* [Directions for this task] Write out only the tail of the records, beginning at the line containing "Query: purple suit" and including the last line, exactly as written.

* [Material for this task]
▼

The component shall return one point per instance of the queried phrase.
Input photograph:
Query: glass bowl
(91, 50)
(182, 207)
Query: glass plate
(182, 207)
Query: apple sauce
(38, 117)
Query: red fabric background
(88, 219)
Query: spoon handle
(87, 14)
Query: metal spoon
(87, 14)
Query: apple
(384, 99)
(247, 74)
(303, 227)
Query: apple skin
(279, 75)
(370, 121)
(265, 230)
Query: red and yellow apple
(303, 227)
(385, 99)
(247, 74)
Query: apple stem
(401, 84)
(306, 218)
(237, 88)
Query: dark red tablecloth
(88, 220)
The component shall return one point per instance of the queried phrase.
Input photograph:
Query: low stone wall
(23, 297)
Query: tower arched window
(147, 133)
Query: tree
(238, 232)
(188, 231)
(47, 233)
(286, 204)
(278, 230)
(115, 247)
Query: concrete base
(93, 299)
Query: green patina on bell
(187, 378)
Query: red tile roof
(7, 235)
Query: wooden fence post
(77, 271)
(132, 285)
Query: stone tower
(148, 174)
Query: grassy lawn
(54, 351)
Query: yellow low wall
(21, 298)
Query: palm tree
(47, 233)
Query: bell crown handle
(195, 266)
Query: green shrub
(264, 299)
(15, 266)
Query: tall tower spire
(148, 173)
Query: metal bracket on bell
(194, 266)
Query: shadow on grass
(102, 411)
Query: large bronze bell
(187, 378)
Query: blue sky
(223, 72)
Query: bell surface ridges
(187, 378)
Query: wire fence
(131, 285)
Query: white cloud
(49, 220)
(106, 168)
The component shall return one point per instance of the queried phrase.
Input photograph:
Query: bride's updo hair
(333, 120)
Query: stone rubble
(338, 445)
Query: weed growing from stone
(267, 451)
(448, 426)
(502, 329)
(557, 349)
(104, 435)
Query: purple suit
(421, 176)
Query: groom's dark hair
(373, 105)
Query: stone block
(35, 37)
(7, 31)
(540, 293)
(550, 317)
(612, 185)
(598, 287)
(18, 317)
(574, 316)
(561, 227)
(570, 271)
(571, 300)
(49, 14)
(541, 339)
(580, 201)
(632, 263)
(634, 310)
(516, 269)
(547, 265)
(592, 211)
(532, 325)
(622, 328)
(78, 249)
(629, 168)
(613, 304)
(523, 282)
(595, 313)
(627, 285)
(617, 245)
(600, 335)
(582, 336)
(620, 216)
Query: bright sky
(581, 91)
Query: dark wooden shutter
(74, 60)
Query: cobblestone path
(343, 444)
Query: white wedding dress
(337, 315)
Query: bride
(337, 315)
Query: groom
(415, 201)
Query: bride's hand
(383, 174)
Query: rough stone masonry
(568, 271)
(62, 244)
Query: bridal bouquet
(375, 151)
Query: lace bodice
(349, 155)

▲

* [Answer space]
Query: purple suit
(421, 176)
Query: groom's dark hair
(373, 105)
Query: stone block
(35, 37)
(7, 31)
(540, 293)
(550, 317)
(612, 185)
(598, 287)
(18, 317)
(574, 316)
(561, 227)
(570, 271)
(571, 300)
(49, 14)
(541, 339)
(580, 201)
(632, 263)
(634, 310)
(516, 269)
(547, 265)
(592, 211)
(532, 325)
(622, 328)
(78, 249)
(629, 168)
(613, 304)
(523, 282)
(595, 313)
(627, 285)
(617, 245)
(600, 335)
(582, 336)
(620, 216)
Query: bright sky
(581, 91)
Query: dark wooden shutter
(74, 60)
Query: cobblestone path
(343, 444)
Query: white wedding dress
(337, 315)
Query: bride
(337, 315)
Query: groom
(415, 201)
Query: bride's hand
(383, 174)
Query: rough stone masonry
(568, 271)
(62, 244)
Query: bridal bouquet
(375, 151)
Query: lace bodice
(349, 155)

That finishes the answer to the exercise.